Work to be completed: Can you turn the records below into a numbered list, one item per line, with any blank lines dropped?

Records provided:
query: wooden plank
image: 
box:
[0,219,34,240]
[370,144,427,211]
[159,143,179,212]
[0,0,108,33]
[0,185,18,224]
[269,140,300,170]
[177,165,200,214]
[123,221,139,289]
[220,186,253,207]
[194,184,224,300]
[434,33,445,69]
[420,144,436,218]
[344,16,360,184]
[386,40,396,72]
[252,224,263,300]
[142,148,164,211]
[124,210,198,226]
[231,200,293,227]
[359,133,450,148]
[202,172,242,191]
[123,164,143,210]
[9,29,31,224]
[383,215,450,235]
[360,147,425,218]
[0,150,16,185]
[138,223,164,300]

Reply to the exercise:
1. query: wooden plank
2. image: 
3. box:
4. [0,219,34,240]
5. [370,144,427,211]
6. [159,143,179,212]
7. [0,0,108,33]
8. [0,185,18,224]
9. [269,140,300,170]
10. [177,165,200,214]
11. [123,221,139,289]
12. [220,186,253,207]
13. [194,184,224,300]
14. [434,33,445,69]
15. [420,144,436,218]
16. [344,16,360,184]
17. [386,40,396,72]
18. [252,224,263,300]
19. [142,148,164,211]
20. [124,210,198,226]
21. [231,200,293,227]
22. [359,133,450,148]
23. [202,172,242,191]
24. [123,164,143,210]
25. [9,29,31,224]
26. [383,215,450,235]
27. [360,147,425,218]
28. [0,150,16,185]
29. [138,223,164,300]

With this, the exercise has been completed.